• GIVEN PROBLEM:
Copy each row below verbatim, with no changes to wording or formatting.

====

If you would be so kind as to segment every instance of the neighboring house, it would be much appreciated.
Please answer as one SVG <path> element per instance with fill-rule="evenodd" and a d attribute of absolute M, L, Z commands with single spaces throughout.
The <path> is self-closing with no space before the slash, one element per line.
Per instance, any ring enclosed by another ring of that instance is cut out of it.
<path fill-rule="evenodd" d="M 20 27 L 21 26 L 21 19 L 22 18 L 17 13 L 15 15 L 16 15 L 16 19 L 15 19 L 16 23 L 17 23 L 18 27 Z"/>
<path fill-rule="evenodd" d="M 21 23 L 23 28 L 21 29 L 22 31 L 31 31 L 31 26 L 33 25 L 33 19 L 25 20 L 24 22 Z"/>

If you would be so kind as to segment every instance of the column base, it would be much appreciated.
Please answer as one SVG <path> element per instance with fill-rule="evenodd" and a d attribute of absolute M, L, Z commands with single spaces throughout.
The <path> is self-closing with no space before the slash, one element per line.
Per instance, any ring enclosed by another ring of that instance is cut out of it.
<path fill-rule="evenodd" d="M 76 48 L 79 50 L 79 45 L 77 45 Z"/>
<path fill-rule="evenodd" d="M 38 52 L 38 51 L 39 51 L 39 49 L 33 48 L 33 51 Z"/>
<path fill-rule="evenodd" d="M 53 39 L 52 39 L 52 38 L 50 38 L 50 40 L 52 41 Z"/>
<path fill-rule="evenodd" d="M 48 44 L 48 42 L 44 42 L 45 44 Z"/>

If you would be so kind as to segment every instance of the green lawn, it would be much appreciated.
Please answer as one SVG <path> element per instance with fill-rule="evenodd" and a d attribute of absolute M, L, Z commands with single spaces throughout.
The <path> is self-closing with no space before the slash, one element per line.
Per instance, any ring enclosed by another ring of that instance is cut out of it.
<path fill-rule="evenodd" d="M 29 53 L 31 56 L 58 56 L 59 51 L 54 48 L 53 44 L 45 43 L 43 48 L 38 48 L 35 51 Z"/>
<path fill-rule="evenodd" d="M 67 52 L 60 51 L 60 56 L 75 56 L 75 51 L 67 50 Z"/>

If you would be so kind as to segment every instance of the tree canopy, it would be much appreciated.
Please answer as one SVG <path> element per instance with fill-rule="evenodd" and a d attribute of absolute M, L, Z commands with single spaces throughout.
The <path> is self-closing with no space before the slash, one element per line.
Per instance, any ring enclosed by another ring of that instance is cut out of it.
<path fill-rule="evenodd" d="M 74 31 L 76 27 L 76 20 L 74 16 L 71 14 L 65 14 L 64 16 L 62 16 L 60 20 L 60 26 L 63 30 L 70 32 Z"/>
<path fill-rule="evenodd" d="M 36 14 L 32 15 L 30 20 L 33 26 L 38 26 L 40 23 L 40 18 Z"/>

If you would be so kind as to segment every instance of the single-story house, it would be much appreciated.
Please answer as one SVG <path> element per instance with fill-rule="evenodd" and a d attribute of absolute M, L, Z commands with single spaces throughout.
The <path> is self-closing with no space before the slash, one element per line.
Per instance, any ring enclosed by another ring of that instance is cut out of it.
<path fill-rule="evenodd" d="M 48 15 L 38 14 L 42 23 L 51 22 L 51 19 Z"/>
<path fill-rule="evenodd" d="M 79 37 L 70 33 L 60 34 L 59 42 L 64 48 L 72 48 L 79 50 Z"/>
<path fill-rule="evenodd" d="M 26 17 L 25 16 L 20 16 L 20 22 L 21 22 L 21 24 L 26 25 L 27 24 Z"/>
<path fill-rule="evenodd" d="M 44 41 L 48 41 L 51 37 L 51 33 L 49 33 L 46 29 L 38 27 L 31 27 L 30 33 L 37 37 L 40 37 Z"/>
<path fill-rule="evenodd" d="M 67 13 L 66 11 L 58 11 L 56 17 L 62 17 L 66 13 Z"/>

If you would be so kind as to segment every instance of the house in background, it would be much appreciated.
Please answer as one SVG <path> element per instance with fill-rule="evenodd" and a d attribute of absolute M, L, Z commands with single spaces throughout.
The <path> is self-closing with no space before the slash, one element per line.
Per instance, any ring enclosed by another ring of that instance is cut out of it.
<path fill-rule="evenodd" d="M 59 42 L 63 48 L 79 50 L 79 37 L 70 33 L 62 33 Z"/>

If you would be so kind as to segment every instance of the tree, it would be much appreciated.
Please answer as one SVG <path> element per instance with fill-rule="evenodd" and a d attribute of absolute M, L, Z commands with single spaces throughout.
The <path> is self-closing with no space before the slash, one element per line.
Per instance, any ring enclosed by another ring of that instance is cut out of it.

====

• OUTPUT OF THE EXERCISE:
If you would be so kind as to segment every instance of the neighboring house, it would be much appreciated.
Please answer as one SVG <path> element per instance with fill-rule="evenodd" and a d attribute of absolute M, L, Z commands with single spaces throughout.
The <path> is self-closing with no space before the slash, one element per line.
Per instance, any ring enclosed by another ring of that instance is cut out of it.
<path fill-rule="evenodd" d="M 20 27 L 21 26 L 21 19 L 22 18 L 17 13 L 15 15 L 16 15 L 16 19 L 15 19 L 16 23 L 17 23 L 18 27 Z"/>
<path fill-rule="evenodd" d="M 21 23 L 23 28 L 21 29 L 22 31 L 31 31 L 31 26 L 33 25 L 33 19 L 25 20 L 24 22 Z"/>

If you would be so kind as to segment every instance of the column base, it would be much appreciated.
Please answer as one SVG <path> element per instance with fill-rule="evenodd" and a d attribute of absolute M, L, Z commands with single spaces throughout.
The <path> is self-closing with no space before the slash, one element per line.
Per instance, any ring enclosed by another ring of that instance is cut out of it.
<path fill-rule="evenodd" d="M 76 48 L 79 50 L 79 45 L 77 45 Z"/>
<path fill-rule="evenodd" d="M 38 52 L 38 51 L 39 51 L 39 49 L 33 48 L 33 51 Z"/>
<path fill-rule="evenodd" d="M 53 39 L 52 39 L 52 38 L 50 38 L 50 40 L 52 41 Z"/>
<path fill-rule="evenodd" d="M 48 44 L 48 42 L 44 42 L 45 44 Z"/>

If you would be so kind as to segment every instance of the green lawn, it would be much appreciated.
Please answer as one SVG <path> element per instance with fill-rule="evenodd" and a d attribute of absolute M, L, Z commands with single spaces throughout.
The <path> is self-closing with no space before the slash, one element per line.
Per instance, any ring enclosed by another ring of that instance is cut out of it.
<path fill-rule="evenodd" d="M 29 53 L 31 56 L 58 56 L 59 51 L 54 48 L 53 44 L 45 43 L 43 48 L 38 48 L 35 51 Z"/>
<path fill-rule="evenodd" d="M 67 52 L 60 51 L 60 56 L 75 56 L 75 51 L 67 50 Z"/>

If you would be so kind as to segment every instance of the tree canopy, it would be much appreciated.
Please answer as one SVG <path> element per instance with fill-rule="evenodd" and a d attribute of absolute M, L, Z commands with single spaces throughout.
The <path> is self-closing with no space before the slash, one element per line.
Per instance, any ring enclosed by another ring of that instance is cut out of it.
<path fill-rule="evenodd" d="M 74 31 L 76 27 L 76 20 L 74 16 L 71 14 L 65 14 L 64 16 L 62 16 L 60 20 L 60 26 L 63 30 L 70 32 Z"/>
<path fill-rule="evenodd" d="M 36 14 L 32 15 L 30 20 L 33 26 L 38 26 L 40 23 L 40 18 Z"/>

If you would be so kind as to segment every instance of the single-story house, it would be much appreciated.
Please answer as one SVG <path> element per instance with fill-rule="evenodd" and a d attribute of absolute M, L, Z commands with single spaces throughout.
The <path> is self-closing with no space before the slash, one element per line.
Per instance, any ring enclosed by another ring of that instance is cut out of it.
<path fill-rule="evenodd" d="M 48 15 L 38 14 L 42 23 L 51 22 L 51 19 Z"/>
<path fill-rule="evenodd" d="M 79 37 L 70 33 L 60 34 L 59 42 L 64 48 L 72 48 L 79 50 Z"/>
<path fill-rule="evenodd" d="M 26 17 L 25 16 L 20 16 L 20 22 L 21 22 L 21 24 L 26 25 L 27 24 Z"/>
<path fill-rule="evenodd" d="M 44 41 L 48 41 L 51 37 L 51 33 L 49 33 L 46 29 L 38 27 L 31 27 L 30 33 L 37 37 L 40 37 Z"/>
<path fill-rule="evenodd" d="M 67 13 L 66 11 L 58 11 L 56 17 L 62 17 L 66 13 Z"/>

If you would be so kind as to segment every instance of the house in background, it would be much appreciated.
Please answer as one SVG <path> element per instance with fill-rule="evenodd" and a d attribute of absolute M, L, Z commands with single spaces throughout.
The <path> is self-closing with no space before the slash, one element per line.
Per instance, any ring enclosed by another ring of that instance is cut out of it.
<path fill-rule="evenodd" d="M 59 42 L 63 48 L 79 50 L 79 37 L 70 33 L 62 33 Z"/>

If you would be so kind as to segment every instance of the tree, it would be much appreciated.
Please answer as one SVG <path> element per instance with fill-rule="evenodd" and a d attribute of absolute M, L, Z commands with single spaces throughout.
The <path> is self-closing with no space before the slash, one element per line.
Per instance, any ring enclosed by another ring of that instance is cut out of it.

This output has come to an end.